▶ _BRIEF_
This exercise calls for the listing to be set down exactly.

▶ _WORKING DATA_

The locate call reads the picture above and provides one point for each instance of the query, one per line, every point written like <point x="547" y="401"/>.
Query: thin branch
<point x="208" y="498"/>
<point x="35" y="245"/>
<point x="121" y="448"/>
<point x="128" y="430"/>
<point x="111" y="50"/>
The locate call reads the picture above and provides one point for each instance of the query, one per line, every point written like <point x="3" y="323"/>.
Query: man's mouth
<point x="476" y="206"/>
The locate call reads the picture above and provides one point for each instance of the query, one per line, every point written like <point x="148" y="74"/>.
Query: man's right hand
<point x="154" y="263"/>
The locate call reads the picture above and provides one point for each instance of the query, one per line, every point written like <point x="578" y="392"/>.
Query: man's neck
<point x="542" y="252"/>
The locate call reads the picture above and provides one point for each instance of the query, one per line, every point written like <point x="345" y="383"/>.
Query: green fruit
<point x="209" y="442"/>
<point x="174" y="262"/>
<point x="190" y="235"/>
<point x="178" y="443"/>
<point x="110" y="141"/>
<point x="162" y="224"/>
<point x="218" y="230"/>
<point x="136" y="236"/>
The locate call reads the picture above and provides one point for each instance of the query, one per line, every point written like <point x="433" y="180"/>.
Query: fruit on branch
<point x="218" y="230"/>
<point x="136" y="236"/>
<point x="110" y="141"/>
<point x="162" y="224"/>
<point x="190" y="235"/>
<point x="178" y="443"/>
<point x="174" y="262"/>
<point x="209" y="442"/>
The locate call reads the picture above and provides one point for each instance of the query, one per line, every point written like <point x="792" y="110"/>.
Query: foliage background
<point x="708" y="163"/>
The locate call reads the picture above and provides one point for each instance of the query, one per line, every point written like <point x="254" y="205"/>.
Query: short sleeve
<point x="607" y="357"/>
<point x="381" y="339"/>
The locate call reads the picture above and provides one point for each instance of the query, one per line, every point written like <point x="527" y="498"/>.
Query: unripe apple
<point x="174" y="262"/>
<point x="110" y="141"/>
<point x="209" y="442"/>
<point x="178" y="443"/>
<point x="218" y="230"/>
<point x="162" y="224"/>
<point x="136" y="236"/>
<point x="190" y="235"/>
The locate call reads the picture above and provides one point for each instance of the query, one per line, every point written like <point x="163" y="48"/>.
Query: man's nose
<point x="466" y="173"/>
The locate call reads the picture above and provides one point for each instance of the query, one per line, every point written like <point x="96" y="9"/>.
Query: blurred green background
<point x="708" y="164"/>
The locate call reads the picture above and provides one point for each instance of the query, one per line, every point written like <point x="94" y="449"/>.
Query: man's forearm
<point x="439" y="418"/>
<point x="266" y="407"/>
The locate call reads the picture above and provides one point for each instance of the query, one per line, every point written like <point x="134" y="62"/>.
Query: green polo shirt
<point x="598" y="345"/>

▶ _EXERCISE RESPONSE_
The locate call reads the picture above and provides one point for each instance of the query, one per line, every point written like <point x="547" y="401"/>.
Query: thin branch
<point x="208" y="498"/>
<point x="35" y="245"/>
<point x="121" y="448"/>
<point x="128" y="430"/>
<point x="111" y="50"/>
The locate call reads the picture above and provides one point for each instance of the query, one per line, every point written like <point x="3" y="323"/>.
Query: man's mouth
<point x="476" y="206"/>
The locate call reads the picture above and provides one point for each instance of the query, one per line, every point written like <point x="148" y="74"/>.
Query: man's right hand
<point x="154" y="263"/>
The locate call reads the picture above and provides one point for each instance of the query, one per line, every point written like <point x="578" y="392"/>.
Query: man's neck
<point x="542" y="252"/>
The locate call reads the picture above and provides one point for each instance of the query, one per line, every point written like <point x="345" y="383"/>.
Query: green fruit
<point x="209" y="442"/>
<point x="174" y="262"/>
<point x="190" y="235"/>
<point x="178" y="443"/>
<point x="110" y="141"/>
<point x="162" y="224"/>
<point x="218" y="230"/>
<point x="136" y="236"/>
The locate call reads the picture above and provides one point for each instance of the query, one per line, every point written like <point x="433" y="180"/>.
Query: fruit on branch
<point x="218" y="230"/>
<point x="136" y="236"/>
<point x="110" y="141"/>
<point x="162" y="224"/>
<point x="190" y="235"/>
<point x="178" y="443"/>
<point x="174" y="262"/>
<point x="209" y="442"/>
The locate call reads the picture above and provides one point for each instance of the query, one per line, every point written like <point x="792" y="110"/>.
Query: foliage background
<point x="708" y="163"/>
The locate call reads the picture above and provides one point for each instance of the query, one per line, every point written like <point x="254" y="205"/>.
Query: short sleeve
<point x="607" y="357"/>
<point x="381" y="339"/>
The locate call reads the picture above and provides one point for each instance of the query, one per line, every point written like <point x="527" y="498"/>.
Query: unripe apple
<point x="174" y="262"/>
<point x="110" y="141"/>
<point x="209" y="442"/>
<point x="178" y="443"/>
<point x="218" y="230"/>
<point x="162" y="224"/>
<point x="136" y="236"/>
<point x="190" y="235"/>
The locate call reads the picture above and provides one point for each instance of the query, one per line, every point written like <point x="163" y="48"/>.
Query: man's nose
<point x="466" y="173"/>
The locate call reads the picture above and provides one point for each instance of the query, one per line, every point written like <point x="96" y="9"/>.
Query: blurred green background
<point x="708" y="164"/>
The locate call reads the picture above and provides one point for each instance of the query, one per line, every point written like <point x="94" y="449"/>.
Query: man's forearm
<point x="439" y="418"/>
<point x="266" y="407"/>
The locate call reads the picture above and provides one point for each instance of the query, one per line, every point written like <point x="134" y="62"/>.
Query: green polo shirt
<point x="598" y="345"/>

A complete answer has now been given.